* 本文抜粋
____
週刊ゆふあや お祝い膳

水曜日

退院の前日の夕飯は豪華な「お祝い膳」だったという話を複数の経産婦から聞いたので、ワクワクしながら待っていたが、焼き鮭、卵焼き、おひたし、ふかした里芋だった。勝手に期待していたほうが悪い。健康第一だね。

赤ちゃんの沐浴の練習をした。服を脱がした時は寒くてびっくりしたのか両手を上げて泣いてたけど、足からそっとお湯につけると、目を閉じてすごく気持ちよさそうな顔をしていた。お風呂好きそうで良かった。2500g以下の小柄な体ながら、ミルクも50ml飲めるようになり、母乳も頑張って吸っている。うまく飲めなくてキレ泣きしながらも必死で吸っている所が本当に可愛い。

 

木曜日

朝から大雪。そして退院。私だけが。

赤ちゃんは退院するにはまだ体重が足りないとの事だ。とても寂しいけれど、病院でちゃんと管理してもらえる方が安心なので、おまかせする事にした。外はすっごく寒いしね。
____
* データ抜粋
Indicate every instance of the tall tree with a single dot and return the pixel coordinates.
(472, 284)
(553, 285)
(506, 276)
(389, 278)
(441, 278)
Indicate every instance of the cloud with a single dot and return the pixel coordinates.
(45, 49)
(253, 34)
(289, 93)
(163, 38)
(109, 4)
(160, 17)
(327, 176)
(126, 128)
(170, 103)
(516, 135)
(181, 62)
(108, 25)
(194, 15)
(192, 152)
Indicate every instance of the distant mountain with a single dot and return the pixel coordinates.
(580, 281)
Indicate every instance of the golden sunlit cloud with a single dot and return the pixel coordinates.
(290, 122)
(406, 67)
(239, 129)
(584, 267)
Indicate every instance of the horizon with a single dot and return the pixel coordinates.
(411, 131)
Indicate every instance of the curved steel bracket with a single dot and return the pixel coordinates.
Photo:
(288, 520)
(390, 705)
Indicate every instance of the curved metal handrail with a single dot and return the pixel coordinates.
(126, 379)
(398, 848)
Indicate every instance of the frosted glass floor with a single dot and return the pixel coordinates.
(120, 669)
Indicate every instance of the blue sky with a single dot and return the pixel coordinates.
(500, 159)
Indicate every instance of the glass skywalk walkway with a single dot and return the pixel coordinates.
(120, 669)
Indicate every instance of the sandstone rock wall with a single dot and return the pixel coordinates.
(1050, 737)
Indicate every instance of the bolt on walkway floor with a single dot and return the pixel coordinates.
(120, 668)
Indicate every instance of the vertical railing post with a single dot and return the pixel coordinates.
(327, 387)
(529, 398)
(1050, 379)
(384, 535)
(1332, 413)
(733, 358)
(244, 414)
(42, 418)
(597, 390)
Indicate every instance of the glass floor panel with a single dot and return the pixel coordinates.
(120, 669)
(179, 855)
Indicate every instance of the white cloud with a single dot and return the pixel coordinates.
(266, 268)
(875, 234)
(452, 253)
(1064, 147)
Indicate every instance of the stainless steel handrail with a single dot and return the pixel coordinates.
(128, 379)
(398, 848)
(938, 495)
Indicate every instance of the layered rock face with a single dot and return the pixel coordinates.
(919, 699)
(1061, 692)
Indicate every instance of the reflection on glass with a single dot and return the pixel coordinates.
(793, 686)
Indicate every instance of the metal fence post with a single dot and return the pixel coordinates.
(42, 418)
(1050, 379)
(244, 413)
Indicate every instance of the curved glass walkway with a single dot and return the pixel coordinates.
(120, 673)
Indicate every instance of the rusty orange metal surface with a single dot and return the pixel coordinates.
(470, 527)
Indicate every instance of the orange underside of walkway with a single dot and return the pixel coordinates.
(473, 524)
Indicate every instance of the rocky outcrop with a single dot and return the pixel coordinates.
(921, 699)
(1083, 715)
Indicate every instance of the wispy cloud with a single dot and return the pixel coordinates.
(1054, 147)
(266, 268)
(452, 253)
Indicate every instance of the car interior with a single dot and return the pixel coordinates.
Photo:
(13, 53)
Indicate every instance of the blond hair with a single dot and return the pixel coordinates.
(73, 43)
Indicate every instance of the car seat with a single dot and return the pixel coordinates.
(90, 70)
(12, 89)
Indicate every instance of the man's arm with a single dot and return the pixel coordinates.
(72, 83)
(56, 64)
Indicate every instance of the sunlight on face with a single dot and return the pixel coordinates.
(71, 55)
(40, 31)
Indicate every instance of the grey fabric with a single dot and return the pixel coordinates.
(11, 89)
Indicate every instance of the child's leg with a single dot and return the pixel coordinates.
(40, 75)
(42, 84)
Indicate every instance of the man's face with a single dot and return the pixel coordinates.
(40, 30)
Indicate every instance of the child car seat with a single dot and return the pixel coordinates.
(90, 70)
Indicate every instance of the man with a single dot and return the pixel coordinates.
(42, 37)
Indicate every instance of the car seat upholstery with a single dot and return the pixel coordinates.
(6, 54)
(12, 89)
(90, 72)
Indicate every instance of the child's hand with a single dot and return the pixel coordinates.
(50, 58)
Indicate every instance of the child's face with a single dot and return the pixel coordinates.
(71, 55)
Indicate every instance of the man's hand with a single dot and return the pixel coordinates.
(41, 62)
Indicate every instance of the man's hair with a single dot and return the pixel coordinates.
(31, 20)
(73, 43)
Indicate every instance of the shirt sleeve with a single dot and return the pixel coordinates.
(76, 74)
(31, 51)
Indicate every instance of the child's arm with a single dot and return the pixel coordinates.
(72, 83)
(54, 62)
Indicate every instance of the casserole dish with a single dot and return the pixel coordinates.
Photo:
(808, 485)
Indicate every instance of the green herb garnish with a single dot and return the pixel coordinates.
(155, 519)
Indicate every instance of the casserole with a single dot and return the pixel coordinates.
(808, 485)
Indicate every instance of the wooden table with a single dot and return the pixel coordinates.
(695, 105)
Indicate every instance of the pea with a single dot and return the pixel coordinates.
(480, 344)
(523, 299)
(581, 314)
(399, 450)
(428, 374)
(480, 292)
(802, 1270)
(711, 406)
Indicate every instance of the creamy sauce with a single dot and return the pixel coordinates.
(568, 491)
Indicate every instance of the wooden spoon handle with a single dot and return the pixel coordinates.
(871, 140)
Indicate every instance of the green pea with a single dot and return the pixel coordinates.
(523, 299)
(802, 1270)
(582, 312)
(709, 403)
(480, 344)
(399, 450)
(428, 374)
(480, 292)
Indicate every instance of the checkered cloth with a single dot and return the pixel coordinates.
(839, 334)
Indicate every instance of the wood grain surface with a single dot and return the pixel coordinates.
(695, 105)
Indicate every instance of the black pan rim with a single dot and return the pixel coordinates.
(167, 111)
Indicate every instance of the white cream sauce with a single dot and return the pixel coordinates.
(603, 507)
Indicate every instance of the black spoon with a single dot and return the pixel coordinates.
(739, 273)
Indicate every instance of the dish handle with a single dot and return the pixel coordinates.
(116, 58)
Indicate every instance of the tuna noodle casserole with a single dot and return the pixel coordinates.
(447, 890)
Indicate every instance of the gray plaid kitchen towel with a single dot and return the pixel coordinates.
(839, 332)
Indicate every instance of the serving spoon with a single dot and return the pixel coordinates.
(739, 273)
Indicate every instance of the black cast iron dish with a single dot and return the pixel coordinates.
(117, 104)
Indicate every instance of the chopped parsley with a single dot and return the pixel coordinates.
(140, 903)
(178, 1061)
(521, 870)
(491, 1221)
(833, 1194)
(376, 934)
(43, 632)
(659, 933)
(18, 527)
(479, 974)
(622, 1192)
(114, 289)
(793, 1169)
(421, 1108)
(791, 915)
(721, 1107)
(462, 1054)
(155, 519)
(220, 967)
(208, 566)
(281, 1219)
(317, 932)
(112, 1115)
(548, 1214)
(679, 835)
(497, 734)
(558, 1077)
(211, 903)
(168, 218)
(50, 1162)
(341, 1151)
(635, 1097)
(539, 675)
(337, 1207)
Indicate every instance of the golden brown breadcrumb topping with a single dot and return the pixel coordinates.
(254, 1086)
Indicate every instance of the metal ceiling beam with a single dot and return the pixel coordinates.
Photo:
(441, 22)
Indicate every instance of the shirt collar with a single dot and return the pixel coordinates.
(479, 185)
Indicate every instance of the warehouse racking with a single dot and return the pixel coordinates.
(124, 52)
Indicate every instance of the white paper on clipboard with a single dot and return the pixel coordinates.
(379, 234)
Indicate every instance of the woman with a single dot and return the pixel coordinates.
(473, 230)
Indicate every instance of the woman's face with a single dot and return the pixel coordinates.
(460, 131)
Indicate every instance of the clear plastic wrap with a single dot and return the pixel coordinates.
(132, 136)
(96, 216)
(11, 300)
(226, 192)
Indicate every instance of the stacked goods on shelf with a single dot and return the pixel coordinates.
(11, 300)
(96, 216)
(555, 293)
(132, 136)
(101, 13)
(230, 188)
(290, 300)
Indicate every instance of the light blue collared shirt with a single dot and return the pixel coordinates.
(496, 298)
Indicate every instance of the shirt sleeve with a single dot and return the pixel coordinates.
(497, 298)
____
* 練習問題
お祝い膳の日記では、木曜日に赤ちゃんが退院しなかった理由は何とされていますか。

* 解答
退院するにはまだ体重が足りなかったからです。